## AIM OF THE TASK
From the first entry to the last, copy everything exactly except the pictures.

START DATA FOR THIS EXERCISE

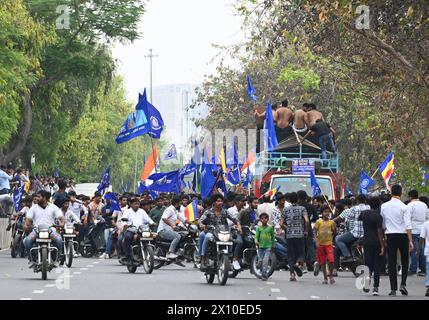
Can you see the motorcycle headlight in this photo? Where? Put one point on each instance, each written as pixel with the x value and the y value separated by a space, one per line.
pixel 146 234
pixel 44 235
pixel 224 237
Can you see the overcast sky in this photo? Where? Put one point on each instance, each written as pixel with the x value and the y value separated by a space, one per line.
pixel 181 33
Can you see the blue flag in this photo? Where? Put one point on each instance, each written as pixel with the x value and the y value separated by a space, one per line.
pixel 208 180
pixel 171 154
pixel 114 202
pixel 17 196
pixel 365 182
pixel 104 181
pixel 166 181
pixel 315 188
pixel 270 133
pixel 232 164
pixel 250 90
pixel 145 119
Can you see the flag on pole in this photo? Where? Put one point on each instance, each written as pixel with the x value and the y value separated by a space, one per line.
pixel 171 154
pixel 269 130
pixel 387 168
pixel 191 211
pixel 150 165
pixel 315 188
pixel 104 181
pixel 17 196
pixel 365 182
pixel 250 90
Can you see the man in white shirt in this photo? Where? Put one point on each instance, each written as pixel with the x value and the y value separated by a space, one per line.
pixel 133 218
pixel 167 225
pixel 44 213
pixel 419 213
pixel 397 228
pixel 424 236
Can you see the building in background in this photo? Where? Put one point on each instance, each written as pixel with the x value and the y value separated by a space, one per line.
pixel 173 102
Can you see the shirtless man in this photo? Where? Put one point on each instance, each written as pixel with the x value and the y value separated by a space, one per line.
pixel 313 115
pixel 300 120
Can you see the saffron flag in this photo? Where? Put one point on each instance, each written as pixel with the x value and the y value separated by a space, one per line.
pixel 150 165
pixel 191 211
pixel 387 168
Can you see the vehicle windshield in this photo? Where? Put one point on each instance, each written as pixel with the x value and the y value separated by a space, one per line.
pixel 296 183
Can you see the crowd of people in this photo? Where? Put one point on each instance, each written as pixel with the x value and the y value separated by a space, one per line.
pixel 318 234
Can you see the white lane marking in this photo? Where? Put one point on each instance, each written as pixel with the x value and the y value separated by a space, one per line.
pixel 38 291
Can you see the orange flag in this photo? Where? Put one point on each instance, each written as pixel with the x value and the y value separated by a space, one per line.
pixel 150 165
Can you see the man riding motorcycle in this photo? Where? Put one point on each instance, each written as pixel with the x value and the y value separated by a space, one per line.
pixel 167 226
pixel 43 213
pixel 133 218
pixel 215 216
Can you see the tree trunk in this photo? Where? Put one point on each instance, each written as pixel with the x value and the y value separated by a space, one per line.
pixel 20 141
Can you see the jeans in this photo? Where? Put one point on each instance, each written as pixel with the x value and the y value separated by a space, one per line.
pixel 324 141
pixel 343 241
pixel 397 241
pixel 264 254
pixel 238 246
pixel 203 242
pixel 108 232
pixel 57 241
pixel 373 262
pixel 421 260
pixel 171 235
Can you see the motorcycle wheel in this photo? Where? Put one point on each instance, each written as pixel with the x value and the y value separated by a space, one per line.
pixel 44 263
pixel 148 262
pixel 69 254
pixel 223 270
pixel 257 271
pixel 210 278
pixel 159 253
pixel 131 268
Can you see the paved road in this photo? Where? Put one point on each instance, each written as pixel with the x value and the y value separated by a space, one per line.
pixel 106 279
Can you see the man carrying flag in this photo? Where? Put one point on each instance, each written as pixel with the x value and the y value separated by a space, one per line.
pixel 386 168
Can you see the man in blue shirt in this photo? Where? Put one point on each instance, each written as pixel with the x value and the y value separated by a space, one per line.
pixel 4 180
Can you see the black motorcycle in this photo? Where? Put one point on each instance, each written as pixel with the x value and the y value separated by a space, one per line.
pixel 219 254
pixel 91 237
pixel 16 247
pixel 187 249
pixel 249 250
pixel 43 254
pixel 142 251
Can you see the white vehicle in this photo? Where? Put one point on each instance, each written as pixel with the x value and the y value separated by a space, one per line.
pixel 88 189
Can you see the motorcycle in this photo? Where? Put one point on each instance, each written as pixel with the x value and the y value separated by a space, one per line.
pixel 43 250
pixel 16 246
pixel 69 235
pixel 278 259
pixel 85 246
pixel 142 252
pixel 187 247
pixel 218 254
pixel 248 253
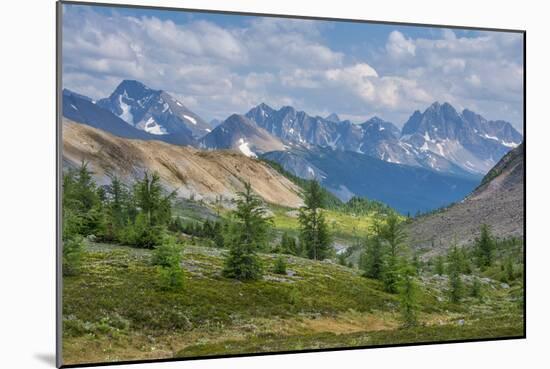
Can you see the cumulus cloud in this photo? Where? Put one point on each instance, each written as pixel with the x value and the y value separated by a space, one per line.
pixel 218 70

END DATA FOR THIS EXERCISE

## PROBLEM SOLUTION
Can you see the motorcycle headlight in this photo? Where? Put one point on each instance, each written as pixel with the x value and the y value separated by a space, one per line.
pixel 146 234
pixel 44 235
pixel 224 237
Can you see the overcast sky in this photo? Where? Put one point on each instance, each written as pixel with the x value and the y value separated by a space, one per line.
pixel 181 33
Can you see the blue flag in this photo? Where? Put one point on each instance, each written as pixel with the x value and the y value separated by a space, one per line.
pixel 208 180
pixel 171 154
pixel 114 202
pixel 17 196
pixel 365 182
pixel 104 181
pixel 166 181
pixel 315 188
pixel 270 133
pixel 232 164
pixel 250 90
pixel 145 119
Can you see the flag on pole in this photo? Where? Put one point on each instance, each written as pixel with the x value and the y value separated by a space, one per line.
pixel 171 154
pixel 269 130
pixel 387 168
pixel 191 211
pixel 150 165
pixel 315 188
pixel 104 181
pixel 17 196
pixel 365 182
pixel 250 90
Can you see the man in white shirt in this photo? Where? Put one point on each instance, each written as pixel with the x value and the y value separated by a space, one per line.
pixel 133 218
pixel 167 225
pixel 44 213
pixel 419 213
pixel 397 228
pixel 424 236
Can you see the building in background in this photo? Where? Put one point on each instance, each written as pixel with the x value and the y value separated by a space, one per line.
pixel 173 102
Can you see the shirtless man in this photo? Where? Put one point on each instance, each written as pixel with the x value and the y value separated by a space, one per line.
pixel 313 115
pixel 300 120
Can you see the saffron flag in this photo? Where? Put one point on each instance, each written as pixel with the x value and the y value separated by a space, one per line.
pixel 150 165
pixel 191 211
pixel 387 168
Can you see the vehicle windshield in this photo? Where? Put one point on each instance, each written as pixel with the x value and the y value separated by a space, one per line.
pixel 296 183
Can you see the crowd of people in this photo? Where? Put one point on each instance, each written as pixel with the x value and the y value separated by a space, one per line.
pixel 318 234
Can you see the white lane marking in this photo? Where? Put one point on each instance, each written as pixel with the x value and the y value separated by a space, one per line.
pixel 38 291
Can you see the orange flag in this photo? Where? Put one point on each instance, each written as pixel with the x value and the y value separated by a space, one per line.
pixel 150 165
Can you see the man riding motorcycle in this photo? Where? Put one point on each instance, each written as pixel with the x value and the y value separated by a space, one per line.
pixel 167 226
pixel 43 213
pixel 133 218
pixel 215 216
Can you see the tree trunk in this photo? Where? Put one point on each instance, each written as pixel with the x value and the y value separated by a space, one per line.
pixel 20 141
Can you see the jeans in this photo? Where? Put one point on each instance, each written as pixel with the x value and the y value separated by a space, one per line.
pixel 324 141
pixel 343 241
pixel 397 241
pixel 264 254
pixel 238 246
pixel 203 242
pixel 108 232
pixel 57 241
pixel 373 262
pixel 421 260
pixel 171 235
Can you see the motorcycle wheel in this photo? Where? Put one point on each instance, each written as pixel with the x value and the y value separated by a space, one per line.
pixel 44 263
pixel 148 262
pixel 69 254
pixel 223 270
pixel 257 271
pixel 210 278
pixel 159 253
pixel 131 268
Can you see the paved road in this photo? Where? Put one point on each instance, each written as pixel with the x value and the y value separated by a space, one per line.
pixel 106 279
Can you see the man carrying flag in this photo? Where? Put one point on each instance, each written as pixel with the x value and the y value separated by a space, one per line.
pixel 386 168
Can you see the man in blue shirt in this photo? Where? Put one point on each instance, each written as pixel with the x value and the y value separated by a space, one per line.
pixel 4 180
Can you see the black motorcycle in this photo? Where? Put one point on each instance, each written as pixel with the x value and the y value separated by a space, one per line.
pixel 219 254
pixel 91 237
pixel 16 247
pixel 187 249
pixel 249 250
pixel 43 254
pixel 142 251
Can you see the white vehicle in this photo? Where? Put one point on each instance, each written as pixel with the x value and the y value separated by a space, one per line.
pixel 88 189
Can you see the motorcycle in this photo? Where? Put one point on each instance, each written as pixel with the x value and the y value separated by a space, one per line.
pixel 43 250
pixel 16 246
pixel 69 235
pixel 278 259
pixel 85 246
pixel 142 252
pixel 187 247
pixel 218 254
pixel 248 253
Can you see the cumulus cloud in this photo? Where? Put one point on each instance, each written as pixel with the x value and the y value separated by a space, one per line.
pixel 218 70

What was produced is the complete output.